Directions for this task: All of the data below should be returned exactly.

(Natural language region descriptions)
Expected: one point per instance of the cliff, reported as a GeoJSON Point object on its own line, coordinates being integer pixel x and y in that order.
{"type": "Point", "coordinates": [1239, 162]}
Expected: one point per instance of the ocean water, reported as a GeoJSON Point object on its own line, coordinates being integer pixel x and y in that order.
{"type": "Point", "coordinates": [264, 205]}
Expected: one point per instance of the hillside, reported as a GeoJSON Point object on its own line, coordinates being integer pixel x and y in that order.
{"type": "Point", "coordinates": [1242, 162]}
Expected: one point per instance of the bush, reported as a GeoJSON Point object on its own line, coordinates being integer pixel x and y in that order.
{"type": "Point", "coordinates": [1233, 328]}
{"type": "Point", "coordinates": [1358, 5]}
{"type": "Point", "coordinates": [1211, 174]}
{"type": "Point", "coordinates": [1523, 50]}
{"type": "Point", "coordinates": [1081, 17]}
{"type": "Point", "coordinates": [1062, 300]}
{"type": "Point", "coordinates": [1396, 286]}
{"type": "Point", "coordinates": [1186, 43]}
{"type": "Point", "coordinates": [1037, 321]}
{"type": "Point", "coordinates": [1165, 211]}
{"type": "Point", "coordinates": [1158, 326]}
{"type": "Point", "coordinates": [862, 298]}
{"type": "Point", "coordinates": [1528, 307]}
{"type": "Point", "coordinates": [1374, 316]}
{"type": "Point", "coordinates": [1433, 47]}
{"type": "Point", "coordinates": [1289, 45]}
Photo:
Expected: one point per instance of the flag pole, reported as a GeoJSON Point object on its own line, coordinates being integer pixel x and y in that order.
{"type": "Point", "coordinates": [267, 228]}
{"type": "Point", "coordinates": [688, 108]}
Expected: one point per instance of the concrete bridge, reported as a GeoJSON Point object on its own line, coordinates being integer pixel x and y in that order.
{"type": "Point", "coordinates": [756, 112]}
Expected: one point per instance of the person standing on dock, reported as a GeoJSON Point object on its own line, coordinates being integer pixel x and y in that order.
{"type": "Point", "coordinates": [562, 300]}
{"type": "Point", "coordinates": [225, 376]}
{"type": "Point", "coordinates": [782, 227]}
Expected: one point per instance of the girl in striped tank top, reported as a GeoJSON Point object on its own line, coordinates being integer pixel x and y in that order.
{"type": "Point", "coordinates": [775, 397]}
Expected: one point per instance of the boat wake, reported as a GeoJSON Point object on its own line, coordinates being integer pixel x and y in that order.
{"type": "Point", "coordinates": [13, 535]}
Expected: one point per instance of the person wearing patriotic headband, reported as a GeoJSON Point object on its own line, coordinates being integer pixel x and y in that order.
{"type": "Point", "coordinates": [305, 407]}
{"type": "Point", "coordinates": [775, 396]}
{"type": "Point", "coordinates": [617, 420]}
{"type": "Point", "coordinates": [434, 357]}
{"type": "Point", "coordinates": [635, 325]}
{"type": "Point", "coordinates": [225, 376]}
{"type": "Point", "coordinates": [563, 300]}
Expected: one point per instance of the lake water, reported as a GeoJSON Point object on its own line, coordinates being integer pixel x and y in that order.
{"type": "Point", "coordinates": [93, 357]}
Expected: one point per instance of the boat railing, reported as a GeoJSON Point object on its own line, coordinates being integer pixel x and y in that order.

Answer to this problem:
Expected: one point per instance of the cliff, reported as a GeoJSON Point object on its own line, coordinates being integer pixel x and y in that order.
{"type": "Point", "coordinates": [1239, 162]}
Expected: one point per instance of the ocean water, reported as a GeoJSON Point object on its own line, coordinates being integer pixel x and y in that order.
{"type": "Point", "coordinates": [264, 205]}
Expected: one point per instance of the hillside, reported as a GeoJSON Point object on its own line, coordinates being integer pixel x and y in that order.
{"type": "Point", "coordinates": [1242, 162]}
Expected: one point per instance of the bush, reported as a GeoJSON Point object on its own line, coordinates being integer pixel x and y in that order.
{"type": "Point", "coordinates": [1233, 328]}
{"type": "Point", "coordinates": [1358, 5]}
{"type": "Point", "coordinates": [1211, 174]}
{"type": "Point", "coordinates": [1523, 50]}
{"type": "Point", "coordinates": [1081, 17]}
{"type": "Point", "coordinates": [1062, 300]}
{"type": "Point", "coordinates": [1396, 286]}
{"type": "Point", "coordinates": [1186, 43]}
{"type": "Point", "coordinates": [1037, 321]}
{"type": "Point", "coordinates": [1165, 211]}
{"type": "Point", "coordinates": [1158, 326]}
{"type": "Point", "coordinates": [862, 298]}
{"type": "Point", "coordinates": [1528, 307]}
{"type": "Point", "coordinates": [1374, 316]}
{"type": "Point", "coordinates": [1433, 47]}
{"type": "Point", "coordinates": [1289, 45]}
Photo:
Expected: one point per instance of the flag pole, reported as a GeoJSON Point object on its own line, coordinates being integer pixel x and y in that order.
{"type": "Point", "coordinates": [267, 228]}
{"type": "Point", "coordinates": [688, 108]}
Expected: one point per instance of the concrete bridge, reported as a GeoJSON Point object on its own line, coordinates being integer pixel x and y in that order.
{"type": "Point", "coordinates": [756, 112]}
Expected: one point per instance of the person standing on dock, reported as a GeoJSON Point object on its own line, coordinates being integer pixel x and y in that order.
{"type": "Point", "coordinates": [562, 300]}
{"type": "Point", "coordinates": [225, 376]}
{"type": "Point", "coordinates": [782, 227]}
Expected: one point per instance of the girl in striped tank top, reported as a GeoJSON Point object on its own line, coordinates being integer pixel x and y in that order.
{"type": "Point", "coordinates": [775, 397]}
Expected: one point per instance of the boat wake, reported as a GeoJSON Point object on its own line, coordinates being integer pixel x and y in that order.
{"type": "Point", "coordinates": [13, 535]}
Expected: one point per instance of the person wearing patriotic headband, reported as a GeoJSON Point object on its own line, coordinates being integer pixel x and y in that order.
{"type": "Point", "coordinates": [305, 407]}
{"type": "Point", "coordinates": [775, 396]}
{"type": "Point", "coordinates": [617, 420]}
{"type": "Point", "coordinates": [434, 357]}
{"type": "Point", "coordinates": [635, 325]}
{"type": "Point", "coordinates": [225, 376]}
{"type": "Point", "coordinates": [563, 300]}
Expected: one point per instance of the lake water, reported as a GeoJSON Point object on its own line, coordinates being integer pixel x and y in that order.
{"type": "Point", "coordinates": [93, 357]}
Expected: one point per instance of the boat railing, reported as a GeoJSON Point object on its own line, coordinates being integer pixel x and y in that order.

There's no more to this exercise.